» **What you will do**:
Render everything from the line containing "Guideline: for each instance of the elephant trunk, imagine" down to the end of the data as a Markdown table with the columns No. and Text, giving each line its own numbered row and leaving out blank lines.

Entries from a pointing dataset
'''

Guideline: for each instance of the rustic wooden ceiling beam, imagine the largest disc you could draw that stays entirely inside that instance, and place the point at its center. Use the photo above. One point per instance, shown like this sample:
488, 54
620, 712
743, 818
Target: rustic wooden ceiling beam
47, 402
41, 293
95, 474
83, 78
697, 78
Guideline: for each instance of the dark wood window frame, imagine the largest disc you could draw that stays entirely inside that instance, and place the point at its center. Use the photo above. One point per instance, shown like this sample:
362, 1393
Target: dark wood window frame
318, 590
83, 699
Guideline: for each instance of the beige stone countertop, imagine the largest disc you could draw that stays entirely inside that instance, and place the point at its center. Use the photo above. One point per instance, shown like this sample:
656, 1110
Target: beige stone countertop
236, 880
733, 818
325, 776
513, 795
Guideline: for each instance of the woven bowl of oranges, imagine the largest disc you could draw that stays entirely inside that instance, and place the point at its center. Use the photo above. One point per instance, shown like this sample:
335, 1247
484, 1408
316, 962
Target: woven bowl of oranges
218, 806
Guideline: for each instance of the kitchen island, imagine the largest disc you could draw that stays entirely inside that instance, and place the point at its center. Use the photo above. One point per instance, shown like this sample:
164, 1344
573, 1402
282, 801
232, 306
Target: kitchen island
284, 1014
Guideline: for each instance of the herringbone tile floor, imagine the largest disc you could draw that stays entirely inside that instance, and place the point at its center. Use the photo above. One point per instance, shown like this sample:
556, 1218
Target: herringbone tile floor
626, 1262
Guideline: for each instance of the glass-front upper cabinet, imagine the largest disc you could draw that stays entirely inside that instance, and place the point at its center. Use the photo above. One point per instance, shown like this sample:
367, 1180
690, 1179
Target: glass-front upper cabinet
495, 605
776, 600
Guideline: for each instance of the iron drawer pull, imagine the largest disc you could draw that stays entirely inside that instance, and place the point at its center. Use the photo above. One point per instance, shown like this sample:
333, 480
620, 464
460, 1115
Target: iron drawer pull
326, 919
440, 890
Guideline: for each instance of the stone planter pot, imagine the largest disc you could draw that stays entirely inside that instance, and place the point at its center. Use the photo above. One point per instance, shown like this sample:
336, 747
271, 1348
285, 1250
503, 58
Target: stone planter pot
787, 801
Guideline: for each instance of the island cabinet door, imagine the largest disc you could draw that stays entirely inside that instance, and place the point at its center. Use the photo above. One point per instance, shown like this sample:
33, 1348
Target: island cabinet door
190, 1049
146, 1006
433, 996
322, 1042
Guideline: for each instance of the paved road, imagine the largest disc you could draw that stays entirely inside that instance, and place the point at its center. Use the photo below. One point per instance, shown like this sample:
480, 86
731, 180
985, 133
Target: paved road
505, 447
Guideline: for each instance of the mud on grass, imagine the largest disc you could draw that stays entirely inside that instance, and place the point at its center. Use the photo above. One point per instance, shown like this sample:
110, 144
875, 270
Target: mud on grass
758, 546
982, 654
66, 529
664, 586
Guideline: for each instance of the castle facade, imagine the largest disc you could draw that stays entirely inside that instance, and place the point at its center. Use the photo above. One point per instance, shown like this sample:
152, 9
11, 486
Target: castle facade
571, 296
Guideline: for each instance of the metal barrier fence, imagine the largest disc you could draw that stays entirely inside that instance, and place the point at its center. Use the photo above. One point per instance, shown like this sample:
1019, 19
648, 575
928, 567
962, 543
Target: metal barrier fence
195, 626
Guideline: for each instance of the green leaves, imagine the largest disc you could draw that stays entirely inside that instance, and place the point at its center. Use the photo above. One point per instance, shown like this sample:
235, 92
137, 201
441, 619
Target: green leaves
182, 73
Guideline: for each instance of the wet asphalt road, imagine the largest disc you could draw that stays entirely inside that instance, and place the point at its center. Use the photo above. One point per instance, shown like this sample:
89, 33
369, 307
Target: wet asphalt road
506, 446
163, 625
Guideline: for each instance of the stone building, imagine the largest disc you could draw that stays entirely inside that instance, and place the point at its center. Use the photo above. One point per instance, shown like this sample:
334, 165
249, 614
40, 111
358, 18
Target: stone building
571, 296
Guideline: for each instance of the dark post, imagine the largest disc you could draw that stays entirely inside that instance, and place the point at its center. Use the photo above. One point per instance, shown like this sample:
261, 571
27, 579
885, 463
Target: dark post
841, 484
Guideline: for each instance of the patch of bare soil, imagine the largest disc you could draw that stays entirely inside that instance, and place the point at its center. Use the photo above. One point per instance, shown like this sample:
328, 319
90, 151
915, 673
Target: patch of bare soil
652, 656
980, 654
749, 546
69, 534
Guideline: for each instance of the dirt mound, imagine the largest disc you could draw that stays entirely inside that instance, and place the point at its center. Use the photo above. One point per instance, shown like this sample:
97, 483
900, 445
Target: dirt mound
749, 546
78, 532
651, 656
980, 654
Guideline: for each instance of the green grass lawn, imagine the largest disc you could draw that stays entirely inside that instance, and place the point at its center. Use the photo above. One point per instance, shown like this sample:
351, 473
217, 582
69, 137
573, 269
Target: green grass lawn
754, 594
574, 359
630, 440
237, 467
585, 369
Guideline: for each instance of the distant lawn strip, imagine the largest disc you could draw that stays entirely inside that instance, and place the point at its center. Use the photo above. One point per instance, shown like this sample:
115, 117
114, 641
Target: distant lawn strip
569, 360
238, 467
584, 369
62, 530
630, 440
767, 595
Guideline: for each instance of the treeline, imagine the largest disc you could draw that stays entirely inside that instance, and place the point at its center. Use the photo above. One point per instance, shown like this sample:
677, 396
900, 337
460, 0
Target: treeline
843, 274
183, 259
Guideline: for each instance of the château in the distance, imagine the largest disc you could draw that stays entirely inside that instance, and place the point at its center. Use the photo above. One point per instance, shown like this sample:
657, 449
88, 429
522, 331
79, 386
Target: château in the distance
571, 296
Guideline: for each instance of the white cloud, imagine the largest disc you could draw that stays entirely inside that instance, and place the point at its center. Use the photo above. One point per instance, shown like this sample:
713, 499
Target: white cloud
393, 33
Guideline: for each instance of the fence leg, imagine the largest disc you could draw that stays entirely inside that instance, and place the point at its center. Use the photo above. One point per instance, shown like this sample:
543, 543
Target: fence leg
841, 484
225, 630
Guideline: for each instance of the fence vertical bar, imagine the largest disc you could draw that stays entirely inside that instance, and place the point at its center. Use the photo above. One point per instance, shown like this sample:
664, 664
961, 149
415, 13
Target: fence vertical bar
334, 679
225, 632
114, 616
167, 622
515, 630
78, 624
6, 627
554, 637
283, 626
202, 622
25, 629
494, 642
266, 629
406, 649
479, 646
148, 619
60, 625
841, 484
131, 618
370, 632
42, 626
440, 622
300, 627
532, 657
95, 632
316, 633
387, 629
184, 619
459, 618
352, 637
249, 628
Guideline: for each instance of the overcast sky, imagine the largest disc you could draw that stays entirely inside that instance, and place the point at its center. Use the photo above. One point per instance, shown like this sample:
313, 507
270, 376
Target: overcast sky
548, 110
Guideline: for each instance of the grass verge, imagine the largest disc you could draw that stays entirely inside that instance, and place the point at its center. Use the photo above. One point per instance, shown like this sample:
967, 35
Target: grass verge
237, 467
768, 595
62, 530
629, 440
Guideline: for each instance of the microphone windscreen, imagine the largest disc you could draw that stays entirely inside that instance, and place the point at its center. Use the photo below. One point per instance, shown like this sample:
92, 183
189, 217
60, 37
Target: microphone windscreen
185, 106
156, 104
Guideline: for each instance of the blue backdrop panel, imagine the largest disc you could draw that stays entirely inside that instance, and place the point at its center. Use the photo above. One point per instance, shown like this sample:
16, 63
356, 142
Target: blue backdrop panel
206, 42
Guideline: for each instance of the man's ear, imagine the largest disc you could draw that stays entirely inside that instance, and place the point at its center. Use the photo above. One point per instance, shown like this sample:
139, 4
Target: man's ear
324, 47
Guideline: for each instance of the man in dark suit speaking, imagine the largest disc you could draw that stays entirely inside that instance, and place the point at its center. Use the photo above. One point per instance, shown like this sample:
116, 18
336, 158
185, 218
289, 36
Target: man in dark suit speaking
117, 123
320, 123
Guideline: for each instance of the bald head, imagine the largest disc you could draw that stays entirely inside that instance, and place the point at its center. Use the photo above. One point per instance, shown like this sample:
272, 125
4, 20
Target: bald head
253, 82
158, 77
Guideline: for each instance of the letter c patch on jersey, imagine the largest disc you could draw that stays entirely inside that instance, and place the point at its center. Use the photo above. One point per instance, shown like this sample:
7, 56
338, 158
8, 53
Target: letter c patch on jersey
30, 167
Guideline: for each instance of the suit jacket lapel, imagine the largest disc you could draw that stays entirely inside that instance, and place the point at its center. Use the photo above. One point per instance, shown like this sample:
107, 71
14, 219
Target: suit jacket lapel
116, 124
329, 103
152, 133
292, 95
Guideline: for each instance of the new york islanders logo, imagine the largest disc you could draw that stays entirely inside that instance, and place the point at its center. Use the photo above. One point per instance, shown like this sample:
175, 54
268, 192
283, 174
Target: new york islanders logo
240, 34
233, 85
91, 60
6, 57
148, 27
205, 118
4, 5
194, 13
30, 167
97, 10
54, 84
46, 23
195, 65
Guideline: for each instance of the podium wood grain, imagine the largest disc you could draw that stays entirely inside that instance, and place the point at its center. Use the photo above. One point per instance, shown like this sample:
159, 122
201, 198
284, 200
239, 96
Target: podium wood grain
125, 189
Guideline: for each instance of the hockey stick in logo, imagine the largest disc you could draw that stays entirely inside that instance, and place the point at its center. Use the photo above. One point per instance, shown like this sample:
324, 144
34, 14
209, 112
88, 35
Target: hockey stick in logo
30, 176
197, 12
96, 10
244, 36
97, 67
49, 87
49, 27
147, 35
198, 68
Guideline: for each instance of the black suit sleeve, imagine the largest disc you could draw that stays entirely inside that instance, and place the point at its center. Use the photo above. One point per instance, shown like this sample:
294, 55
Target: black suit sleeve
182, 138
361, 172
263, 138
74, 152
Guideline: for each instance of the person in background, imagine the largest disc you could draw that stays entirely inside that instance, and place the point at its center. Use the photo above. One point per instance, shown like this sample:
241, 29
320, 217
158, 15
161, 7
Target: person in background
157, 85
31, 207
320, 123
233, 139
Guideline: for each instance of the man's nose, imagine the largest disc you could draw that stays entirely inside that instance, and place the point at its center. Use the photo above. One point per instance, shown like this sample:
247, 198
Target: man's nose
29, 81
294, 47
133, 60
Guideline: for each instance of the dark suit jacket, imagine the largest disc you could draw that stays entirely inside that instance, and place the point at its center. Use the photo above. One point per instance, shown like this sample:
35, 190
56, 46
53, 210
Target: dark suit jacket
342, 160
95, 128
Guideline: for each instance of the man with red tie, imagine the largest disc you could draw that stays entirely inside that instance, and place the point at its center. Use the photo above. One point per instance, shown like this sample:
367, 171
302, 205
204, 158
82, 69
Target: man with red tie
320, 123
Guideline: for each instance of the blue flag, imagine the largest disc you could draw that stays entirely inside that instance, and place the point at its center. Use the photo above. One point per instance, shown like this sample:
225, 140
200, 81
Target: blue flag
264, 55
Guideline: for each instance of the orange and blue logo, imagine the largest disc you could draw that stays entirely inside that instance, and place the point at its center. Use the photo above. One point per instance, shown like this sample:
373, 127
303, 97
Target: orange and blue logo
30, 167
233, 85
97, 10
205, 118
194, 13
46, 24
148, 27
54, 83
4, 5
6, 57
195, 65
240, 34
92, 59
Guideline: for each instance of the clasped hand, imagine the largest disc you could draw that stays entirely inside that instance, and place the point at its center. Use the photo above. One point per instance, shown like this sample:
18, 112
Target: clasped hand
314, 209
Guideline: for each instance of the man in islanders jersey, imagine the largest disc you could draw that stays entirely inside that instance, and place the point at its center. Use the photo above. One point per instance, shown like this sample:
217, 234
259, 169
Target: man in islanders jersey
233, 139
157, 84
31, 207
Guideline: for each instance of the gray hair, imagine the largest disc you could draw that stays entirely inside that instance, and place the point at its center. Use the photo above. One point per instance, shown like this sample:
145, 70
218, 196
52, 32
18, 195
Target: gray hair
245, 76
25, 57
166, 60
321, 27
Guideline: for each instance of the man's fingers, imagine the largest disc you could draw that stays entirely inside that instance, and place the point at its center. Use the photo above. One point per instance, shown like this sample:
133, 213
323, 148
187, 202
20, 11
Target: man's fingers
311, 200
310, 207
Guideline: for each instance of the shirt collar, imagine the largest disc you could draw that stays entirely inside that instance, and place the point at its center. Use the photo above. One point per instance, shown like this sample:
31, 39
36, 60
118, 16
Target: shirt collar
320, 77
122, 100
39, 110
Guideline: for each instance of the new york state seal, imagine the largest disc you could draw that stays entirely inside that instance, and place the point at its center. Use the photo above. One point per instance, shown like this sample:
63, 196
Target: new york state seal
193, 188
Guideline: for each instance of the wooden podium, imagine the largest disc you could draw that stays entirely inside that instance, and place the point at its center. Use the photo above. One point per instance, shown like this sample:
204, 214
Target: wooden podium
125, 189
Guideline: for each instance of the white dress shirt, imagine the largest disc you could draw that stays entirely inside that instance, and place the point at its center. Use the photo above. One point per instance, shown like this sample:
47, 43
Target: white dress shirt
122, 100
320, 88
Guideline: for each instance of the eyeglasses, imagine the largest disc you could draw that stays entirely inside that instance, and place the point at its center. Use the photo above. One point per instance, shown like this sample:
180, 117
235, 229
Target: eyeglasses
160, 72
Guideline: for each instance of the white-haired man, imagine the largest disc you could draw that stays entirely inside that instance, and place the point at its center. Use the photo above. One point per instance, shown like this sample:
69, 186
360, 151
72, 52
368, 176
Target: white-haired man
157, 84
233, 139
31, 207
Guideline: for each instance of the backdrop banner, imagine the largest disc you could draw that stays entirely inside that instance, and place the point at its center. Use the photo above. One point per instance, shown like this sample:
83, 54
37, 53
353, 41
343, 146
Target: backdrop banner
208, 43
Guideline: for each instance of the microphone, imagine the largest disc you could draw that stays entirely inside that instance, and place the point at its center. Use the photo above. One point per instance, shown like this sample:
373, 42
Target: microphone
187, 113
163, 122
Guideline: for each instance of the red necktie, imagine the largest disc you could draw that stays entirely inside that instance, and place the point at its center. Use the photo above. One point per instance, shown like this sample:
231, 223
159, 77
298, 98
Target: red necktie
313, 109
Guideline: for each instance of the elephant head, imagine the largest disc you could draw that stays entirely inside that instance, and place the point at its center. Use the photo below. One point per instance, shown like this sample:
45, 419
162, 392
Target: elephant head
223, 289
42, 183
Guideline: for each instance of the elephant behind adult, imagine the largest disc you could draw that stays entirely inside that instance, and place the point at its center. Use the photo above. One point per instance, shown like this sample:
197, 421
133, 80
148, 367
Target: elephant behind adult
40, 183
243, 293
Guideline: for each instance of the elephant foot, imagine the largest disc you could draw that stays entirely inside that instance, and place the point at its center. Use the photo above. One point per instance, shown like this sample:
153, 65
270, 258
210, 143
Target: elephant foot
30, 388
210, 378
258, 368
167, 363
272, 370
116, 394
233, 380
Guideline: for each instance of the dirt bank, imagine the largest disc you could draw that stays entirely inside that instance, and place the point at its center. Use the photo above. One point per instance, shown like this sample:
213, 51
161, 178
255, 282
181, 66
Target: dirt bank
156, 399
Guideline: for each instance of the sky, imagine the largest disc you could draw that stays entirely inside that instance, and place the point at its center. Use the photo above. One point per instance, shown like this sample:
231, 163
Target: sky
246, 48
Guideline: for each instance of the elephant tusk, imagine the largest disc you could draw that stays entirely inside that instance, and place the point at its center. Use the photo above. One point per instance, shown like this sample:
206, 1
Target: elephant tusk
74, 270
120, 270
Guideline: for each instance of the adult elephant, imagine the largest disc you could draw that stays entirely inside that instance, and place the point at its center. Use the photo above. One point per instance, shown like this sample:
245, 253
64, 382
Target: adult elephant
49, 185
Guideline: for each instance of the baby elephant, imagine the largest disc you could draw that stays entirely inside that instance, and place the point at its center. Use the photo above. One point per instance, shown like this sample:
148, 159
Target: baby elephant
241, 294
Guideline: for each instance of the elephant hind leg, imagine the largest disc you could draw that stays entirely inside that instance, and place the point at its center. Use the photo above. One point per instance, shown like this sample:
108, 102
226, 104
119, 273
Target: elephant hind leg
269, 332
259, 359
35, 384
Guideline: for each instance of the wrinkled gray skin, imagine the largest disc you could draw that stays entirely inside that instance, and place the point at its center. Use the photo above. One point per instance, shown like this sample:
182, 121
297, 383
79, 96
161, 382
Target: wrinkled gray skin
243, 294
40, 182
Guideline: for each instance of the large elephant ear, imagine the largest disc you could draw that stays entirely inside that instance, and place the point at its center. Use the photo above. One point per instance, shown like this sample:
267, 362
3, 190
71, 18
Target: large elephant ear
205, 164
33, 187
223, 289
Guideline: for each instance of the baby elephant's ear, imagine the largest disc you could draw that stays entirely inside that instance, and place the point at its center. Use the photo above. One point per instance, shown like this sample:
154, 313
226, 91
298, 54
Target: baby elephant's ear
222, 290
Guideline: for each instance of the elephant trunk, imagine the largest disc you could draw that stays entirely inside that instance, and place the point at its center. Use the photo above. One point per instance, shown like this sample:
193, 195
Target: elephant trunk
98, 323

'''

» **Solution**:
| No. | Text |
|---|---|
| 1 | Guideline: for each instance of the elephant trunk, imagine the largest disc you could draw that stays entirely inside that instance, and place the point at its center. Use the photo above. One point per instance, shown like this sample: |
| 2 | 193, 195 |
| 3 | Target: elephant trunk |
| 4 | 98, 323 |